» **Requisitos**
Transforme as linhas de todos os itens abaixo em uma lista JSON de strings, com uma string para cada linha e sem incluir as linhas em branco. Não inclua as imagens na resposta.
┌──
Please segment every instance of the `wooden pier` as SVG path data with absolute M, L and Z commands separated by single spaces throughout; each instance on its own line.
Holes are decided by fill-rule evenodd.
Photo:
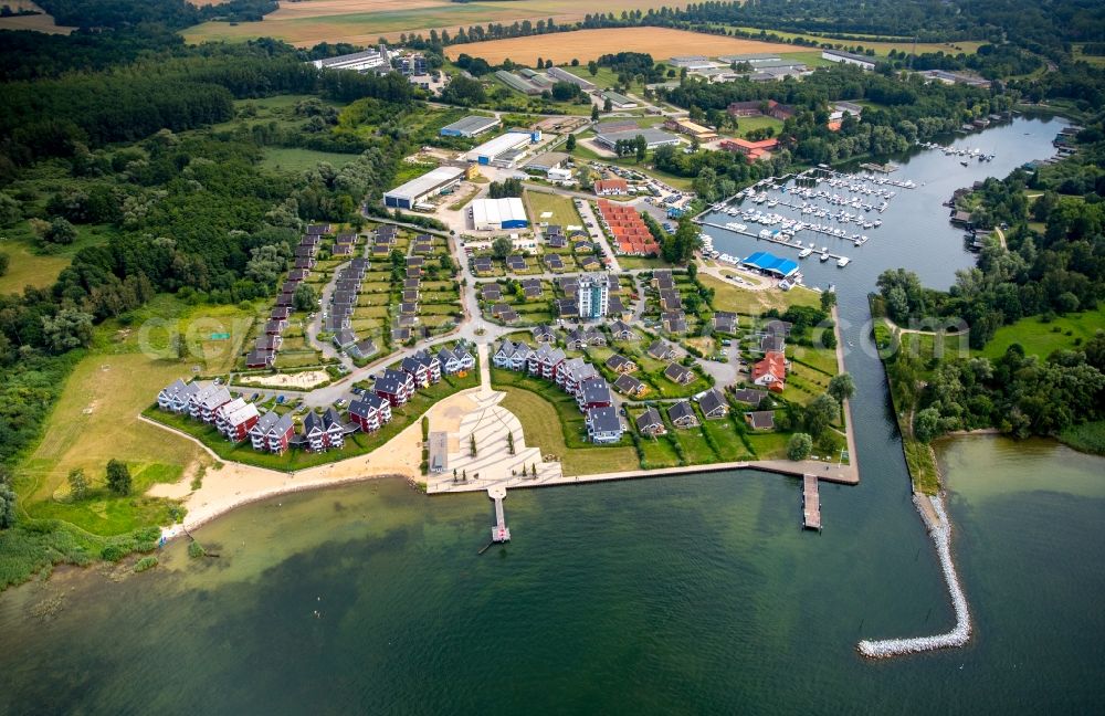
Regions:
M 698 222 L 698 223 L 702 227 L 709 227 L 711 229 L 722 229 L 724 231 L 732 231 L 733 233 L 740 234 L 740 235 L 744 235 L 744 236 L 748 236 L 749 239 L 755 239 L 756 241 L 767 241 L 767 242 L 770 242 L 770 243 L 774 243 L 774 244 L 778 244 L 780 246 L 788 246 L 790 249 L 796 249 L 798 251 L 802 251 L 803 249 L 810 249 L 810 248 L 812 248 L 812 246 L 807 246 L 801 241 L 787 241 L 785 239 L 777 239 L 775 236 L 760 236 L 758 234 L 754 234 L 754 233 L 750 233 L 750 232 L 747 232 L 747 231 L 736 231 L 735 229 L 729 229 L 729 228 L 724 227 L 722 224 L 716 224 L 716 223 L 714 223 L 712 221 L 702 221 L 702 222 Z M 840 239 L 841 241 L 851 241 L 851 239 L 846 239 L 845 240 L 843 236 L 836 236 L 836 238 Z M 863 242 L 861 242 L 861 243 L 863 243 Z M 829 254 L 829 257 L 832 259 L 832 260 L 834 260 L 834 261 L 844 257 L 844 254 L 834 253 L 832 251 L 829 251 L 827 253 Z M 818 259 L 820 259 L 821 257 L 821 251 L 819 249 L 814 249 L 812 255 L 814 255 Z
M 506 487 L 501 485 L 488 487 L 487 496 L 495 501 L 495 526 L 491 528 L 491 540 L 493 543 L 511 541 L 511 528 L 506 526 L 506 515 L 503 513 Z
M 818 476 L 802 476 L 802 527 L 821 531 L 821 495 Z

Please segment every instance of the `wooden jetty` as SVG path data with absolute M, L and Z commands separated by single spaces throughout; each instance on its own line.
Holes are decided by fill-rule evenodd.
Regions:
M 506 526 L 506 515 L 503 513 L 506 487 L 502 485 L 488 487 L 487 496 L 495 502 L 495 526 L 491 528 L 491 540 L 493 543 L 511 541 L 511 528 Z
M 821 531 L 821 496 L 818 476 L 802 476 L 802 527 Z

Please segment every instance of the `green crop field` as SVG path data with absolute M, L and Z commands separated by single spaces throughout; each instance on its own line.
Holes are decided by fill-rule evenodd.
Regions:
M 1043 323 L 1039 316 L 1032 316 L 998 328 L 980 352 L 990 359 L 999 358 L 1009 346 L 1017 343 L 1024 348 L 1025 354 L 1046 358 L 1055 350 L 1078 349 L 1098 330 L 1105 330 L 1105 307 L 1059 316 L 1051 323 Z

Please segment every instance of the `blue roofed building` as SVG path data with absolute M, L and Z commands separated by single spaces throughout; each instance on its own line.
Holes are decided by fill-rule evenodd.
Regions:
M 741 263 L 749 268 L 755 268 L 780 278 L 789 278 L 798 272 L 798 262 L 776 256 L 766 251 L 757 251 Z

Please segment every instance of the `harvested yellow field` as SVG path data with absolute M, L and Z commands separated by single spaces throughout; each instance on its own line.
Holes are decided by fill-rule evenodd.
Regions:
M 577 30 L 556 35 L 490 40 L 445 48 L 449 57 L 461 53 L 483 57 L 491 64 L 511 59 L 526 62 L 530 57 L 551 59 L 557 64 L 579 60 L 598 60 L 611 52 L 648 52 L 654 60 L 676 55 L 720 55 L 751 52 L 793 52 L 793 45 L 759 40 L 740 40 L 720 35 L 701 34 L 669 28 L 611 28 L 607 30 Z
M 208 0 L 191 0 L 204 2 Z M 602 12 L 682 7 L 665 0 L 608 0 Z M 379 38 L 396 40 L 402 33 L 431 29 L 454 33 L 459 28 L 515 20 L 575 22 L 598 12 L 590 0 L 511 0 L 511 2 L 451 2 L 450 0 L 304 0 L 281 2 L 262 22 L 204 22 L 183 31 L 188 42 L 277 38 L 301 48 L 319 42 L 373 44 Z
M 39 14 L 0 18 L 0 30 L 34 30 L 48 34 L 69 34 L 74 30 L 74 28 L 63 28 L 56 24 L 53 15 L 46 14 L 32 0 L 7 0 L 3 4 L 12 10 L 38 10 Z

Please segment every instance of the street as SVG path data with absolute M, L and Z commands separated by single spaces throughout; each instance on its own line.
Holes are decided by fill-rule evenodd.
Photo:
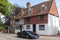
└──
» **Resposta completa**
[
  "Please segment every instance of the `wooden pier` as SVG path data with absolute M, L and Z commands separated by single spaces throughout; each instance on its own line.",
  "Holes are decided by fill-rule evenodd.",
  "Photo:",
  "Regions:",
  "M 698 222 L 698 223 L 702 227 L 709 227 L 711 229 L 722 229 L 724 231 L 732 231 L 733 233 L 740 234 L 740 235 L 744 235 L 744 236 L 748 236 L 749 239 L 755 239 L 756 241 L 767 241 L 767 242 L 770 242 L 770 243 L 774 243 L 774 244 L 778 244 L 780 246 L 788 246 L 790 249 L 796 249 L 798 251 L 802 251 L 803 249 L 810 249 L 810 248 L 812 248 L 812 246 L 807 246 L 801 241 L 787 241 L 785 239 L 777 239 L 775 236 L 760 236 L 758 234 L 754 234 L 754 233 L 750 233 L 750 232 L 747 232 L 747 231 L 736 231 L 735 229 L 729 229 L 729 228 L 724 227 L 722 224 L 716 224 L 716 223 L 714 223 L 712 221 L 702 221 L 702 222 Z M 840 239 L 841 241 L 851 241 L 851 239 L 846 239 L 845 240 L 843 236 L 836 236 L 836 238 Z M 863 242 L 861 242 L 861 243 L 863 243 Z M 829 254 L 829 257 L 832 259 L 832 260 L 834 260 L 834 261 L 844 257 L 844 254 L 834 253 L 832 251 L 829 251 L 827 253 Z M 818 259 L 820 259 L 821 257 L 821 251 L 819 249 L 814 249 L 812 255 L 814 255 Z",
  "M 506 487 L 501 485 L 488 487 L 487 496 L 495 501 L 495 526 L 491 528 L 491 540 L 493 543 L 511 541 L 511 528 L 506 526 L 506 515 L 503 513 Z",
  "M 818 476 L 802 476 L 802 527 L 821 531 L 821 495 Z",
  "Please segment every instance of the `wooden jetty` as SVG path data with absolute M, L and Z commands separated by single spaces throughout; each instance on its own line.",
  "Holes are decided by fill-rule evenodd.",
  "Regions:",
  "M 506 526 L 506 515 L 503 513 L 506 487 L 502 485 L 488 487 L 487 496 L 495 502 L 495 526 L 491 528 L 491 540 L 493 543 L 511 541 L 511 528 Z",
  "M 821 531 L 821 496 L 818 476 L 802 476 L 802 527 Z",
  "Please segment every instance of the `green crop field` as SVG path data with absolute M, L and Z commands separated by single spaces throughout; each instance on its own line.",
  "Holes are decided by fill-rule evenodd.",
  "Regions:",
  "M 1043 323 L 1039 316 L 1032 316 L 998 328 L 980 352 L 990 359 L 999 358 L 1009 346 L 1017 343 L 1024 348 L 1025 354 L 1046 358 L 1055 350 L 1078 349 L 1098 330 L 1105 330 L 1105 307 L 1059 316 L 1051 323 Z",
  "Please segment every instance of the `blue roofed building` as SVG path data with absolute M, L and Z commands separated by single spaces throughout; each instance on its own line.",
  "Holes are decided by fill-rule evenodd.",
  "Regions:",
  "M 741 263 L 749 268 L 755 268 L 780 278 L 789 278 L 798 272 L 798 262 L 776 256 L 766 251 L 757 251 Z",
  "Please segment every instance of the `harvested yellow field` as SVG path data with absolute M, L and Z commands separated by single spaces throughout; each instance on its own line.",
  "Holes are decided by fill-rule evenodd.",
  "Regions:",
  "M 577 30 L 556 35 L 490 40 L 445 48 L 449 57 L 461 53 L 483 57 L 491 64 L 511 59 L 526 62 L 530 57 L 551 59 L 557 64 L 579 60 L 598 60 L 611 52 L 648 52 L 654 60 L 676 55 L 720 55 L 751 52 L 793 52 L 793 45 L 759 40 L 740 40 L 720 35 L 701 34 L 669 28 L 611 28 L 607 30 Z",
  "M 208 0 L 191 0 L 204 2 Z M 602 12 L 682 7 L 665 0 L 608 0 Z M 379 38 L 396 40 L 402 33 L 431 29 L 454 33 L 459 28 L 515 20 L 575 22 L 598 12 L 590 0 L 511 0 L 511 2 L 451 2 L 450 0 L 304 0 L 281 2 L 262 22 L 204 22 L 183 31 L 188 42 L 277 38 L 301 48 L 319 42 L 373 44 Z",
  "M 39 14 L 0 18 L 0 30 L 34 30 L 48 34 L 69 34 L 74 30 L 74 28 L 63 28 L 56 24 L 53 15 L 46 14 L 32 0 L 7 0 L 3 4 L 12 10 L 38 10 Z",
  "Please segment every instance of the street as SVG path data with absolute M, L and Z commands separated by single spaces throughout; each instance on its own line.",
  "Holes are decided by fill-rule evenodd.",
  "Photo:"
]